• **EXERCISE**
Copy the privacy judgment text from "The case relates" down to "that held otherwise.", updating every "Central Government" to "Union Government".

• **SELECTED PASSAGE**
India: Privacy Judgment

September 3, 2017

In a judgment delivered on 24 August, a
nine-judge constitutional bench of the Supreme Court of India held that the
right to privacy is a fundamental right under the Constitution of India. Most
notably, the decision was unanimous with nine judges coming to the same
conclusion through six separate judgments.

The Supreme Court has held that the right
to privacy is part of the right to life and is on similar terms to the right to
human dignity. The judgments have by and large held the view that the right to
privacy is also part of the ‘freedom rights’ under Article 19 (right to speech,
movement, etc) or under all of the fundamental rights enumerated in Part III of
the Constitution.

Background

The case relates to a constitutional
challenge to the implementation of Aadhaar, the biometric identification
project of the Central Government using fingerprint and iris scans. Its
implementation was challenged before the Supreme Court, mostly on grounds of
privacy. During the hearings, counsel for the government contended that there
is no fundamental right to privacy. The historical basis for this argument arises
from the fact that, while there are numerous judgments that have held that
right to privacy is a fundamental right, there were two previous judgments by
larger benches that held otherwise.

The two-judge bench hearing the Aadhar case
decided to refer the larger question of whether there is a fundamental right to
privacy to a nine-judge constitutional bench. Thereafter, the case went into
cold storage with the court not finding any pressing need to hear the case. In
July 2017, the Chief Justice decided to take up the case and posted it for
hearing with just a few days’ notice. The Aadhaar case will now be heard in the
light of this recent ruling.

• **RECORDED INFORMATION**
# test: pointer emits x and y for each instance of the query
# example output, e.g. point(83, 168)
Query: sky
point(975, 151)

• **SOLUTION FOR THIS PROBLEM**
The case relates to a constitutional
challenge to the implementation of Aadhaar, the biometric identification
project of the Union Government using fingerprint and iris scans. Its
implementation was challenged before the Supreme Court, mostly on grounds of
privacy. During the hearings, counsel for the government contended that there
is no fundamental right to privacy. The historical basis for this argument arises
from the fact that, while there are numerous judgments that have held that
right to privacy is a fundamental right, there were two previous judgments by
larger benches that held otherwise.